_WORK TO COMPLETE_.
- 1) In the Machiavelli article, which of Machiavelli's works does Woodrow Wilson speak of?
- 2) Please reproduce a passage of the Machiavelli article word for word, starting at "Machiavelli’s reputation as" and ending at "of practicing statesmen.".
- 3) Summarize the Machiavelli article in two sentences.

_SUPPLIED TEXT_.
____
August 24, 2007

Machiavelli is the first political thinker to effectively separate politics from religion

Greg Nyquist
The adjective Machiavellian is widely used as a synonym for amoral cunning and ruthless power hunger. Woodrow Wilson, speaking of Machiavelli’s most notorious work, The Prince, wrote: “It recognizes no morality but a sham morality meant for deceit, no honor even among thieves and of a thievish sort, no force but physical force, no intellectual power but cunning, no disgrace but failure, no crime but stupidity.” The neo-conservative intellectual Irving Kristol regarded Machiavelli as the first political thinker to effectively separate politics from religion, thus serving as an inspiration for the “godless” totalitarian despotisms of the twentieth century. George F. Will has gone so far as to accuse of Machiavelli of defining man “as a lump of matter whose most politically relevant attribute is a form of energy call ‘self-interestedness.’ ...
Machiavelli’s reputation as a “secular” thinker comes primarily from one characteristic of his writings: his refusal to judge political reality by the standard of theological idealizations. The political writers of the Middle Ages used an overly idealistic religious framework to interpret everything. Machiavelli who, as a congenital realist, could not help noticing how far these religious idealisms departed from the course of politics as it existed in the brutal world of fact, decided to take a different approach, seeking instead to explain political events realistically, as he found it recorded in history and revealed in the experience of practicing statesmen.
This does not mean that Machiavelli discounted religion altogether. He merely separated himself from the self-righteous hypocrisy of those who tried to explain everything in terms of God’s will, as if all the errors, crime, and disasters of men were somehow God’s fault...Machiavelli lived in an era of horrendous corruption in the Church. The papacy had fallen into the hands of common adventurers, who brought ignominy upon the Christian religion and paved the way for the Protestant Reformation. Machiavelli’s alleged “secularism” is nothing more than Italian anticlericalism: he despised the corrupt, proud, and hypocritical clergy that brought ruin upon Renaissance Italy...
____
Coordinate annotation records
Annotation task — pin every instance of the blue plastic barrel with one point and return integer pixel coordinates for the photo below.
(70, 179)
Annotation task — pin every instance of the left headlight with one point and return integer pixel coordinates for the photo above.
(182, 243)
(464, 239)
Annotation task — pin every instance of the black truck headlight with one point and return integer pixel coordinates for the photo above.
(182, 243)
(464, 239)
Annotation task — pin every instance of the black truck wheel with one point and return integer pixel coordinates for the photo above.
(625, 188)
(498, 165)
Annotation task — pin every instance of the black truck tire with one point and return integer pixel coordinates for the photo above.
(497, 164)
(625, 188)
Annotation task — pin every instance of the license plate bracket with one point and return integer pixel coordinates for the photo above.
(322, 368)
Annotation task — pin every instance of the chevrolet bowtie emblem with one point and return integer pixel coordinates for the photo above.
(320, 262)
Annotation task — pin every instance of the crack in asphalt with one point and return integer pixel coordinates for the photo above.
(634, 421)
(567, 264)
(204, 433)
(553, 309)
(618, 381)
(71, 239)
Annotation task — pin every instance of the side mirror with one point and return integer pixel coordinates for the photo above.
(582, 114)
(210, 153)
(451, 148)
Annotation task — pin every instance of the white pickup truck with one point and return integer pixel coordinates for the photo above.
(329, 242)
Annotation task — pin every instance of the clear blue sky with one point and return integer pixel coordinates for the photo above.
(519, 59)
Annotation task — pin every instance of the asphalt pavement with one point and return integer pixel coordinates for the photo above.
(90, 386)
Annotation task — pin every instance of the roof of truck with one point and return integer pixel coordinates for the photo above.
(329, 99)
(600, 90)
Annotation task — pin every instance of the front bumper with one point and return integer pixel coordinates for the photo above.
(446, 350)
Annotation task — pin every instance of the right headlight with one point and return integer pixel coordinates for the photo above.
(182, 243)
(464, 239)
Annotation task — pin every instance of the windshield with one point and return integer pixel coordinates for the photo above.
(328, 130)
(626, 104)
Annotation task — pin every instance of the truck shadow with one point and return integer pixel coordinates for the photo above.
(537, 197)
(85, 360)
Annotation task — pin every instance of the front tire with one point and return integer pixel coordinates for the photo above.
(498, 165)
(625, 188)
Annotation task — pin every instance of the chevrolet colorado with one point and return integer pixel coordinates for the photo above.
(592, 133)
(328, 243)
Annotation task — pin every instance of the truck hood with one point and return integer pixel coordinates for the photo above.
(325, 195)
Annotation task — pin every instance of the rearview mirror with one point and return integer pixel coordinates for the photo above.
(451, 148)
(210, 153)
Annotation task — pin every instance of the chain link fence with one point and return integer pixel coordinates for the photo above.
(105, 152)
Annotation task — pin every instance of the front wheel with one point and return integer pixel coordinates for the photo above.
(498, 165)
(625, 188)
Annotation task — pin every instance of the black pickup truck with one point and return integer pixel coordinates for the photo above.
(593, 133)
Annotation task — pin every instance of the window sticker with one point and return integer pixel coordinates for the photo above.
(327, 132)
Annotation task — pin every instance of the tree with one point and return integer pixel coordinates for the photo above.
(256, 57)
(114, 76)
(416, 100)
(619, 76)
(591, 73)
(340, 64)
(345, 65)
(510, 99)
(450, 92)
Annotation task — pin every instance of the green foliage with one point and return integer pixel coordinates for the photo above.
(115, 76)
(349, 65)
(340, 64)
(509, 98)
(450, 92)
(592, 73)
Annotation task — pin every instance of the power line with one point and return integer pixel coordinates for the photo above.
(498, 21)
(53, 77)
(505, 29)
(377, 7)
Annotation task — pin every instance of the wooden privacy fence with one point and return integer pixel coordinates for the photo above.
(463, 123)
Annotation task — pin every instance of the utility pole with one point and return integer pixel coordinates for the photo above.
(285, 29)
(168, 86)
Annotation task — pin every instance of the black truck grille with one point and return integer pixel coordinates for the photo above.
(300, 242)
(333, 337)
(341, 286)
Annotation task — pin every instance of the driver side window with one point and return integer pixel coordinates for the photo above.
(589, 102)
____
_COMPLETE ANSWERS_.
- 1) The Prince.

- 2)
Machiavelli’s reputation as a “secular” thinker comes primarily from one characteristic of his writings: his refusal to judge political reality by the standard of theological idealizations. The political writers of the Middle Ages used an overly idealistic religious framework to interpret everything. Machiavelli who, as a congenital realist, could not help noticing how far these religious idealisms departed from the course of politics as it existed in the brutal world of fact, decided to take a different approach, seeking instead to explain political events realistically, as he found it recorded in history and revealed in the experience of practicing statesmen.

- 3) The adjective "Machiavellian" has come to mean amoral cunning, and critics such as Woodrow Wilson, Irving Kristol, and George F. Will have condemned Machiavelli, with Kristol calling him the first political thinker to separate politics from religion. The article argues that this "secular" reputation comes from his refusal to judge politics by theological idealizations, and that his supposed secularism is really Italian anticlericalism directed at the corrupt clergy of Renaissance Italy.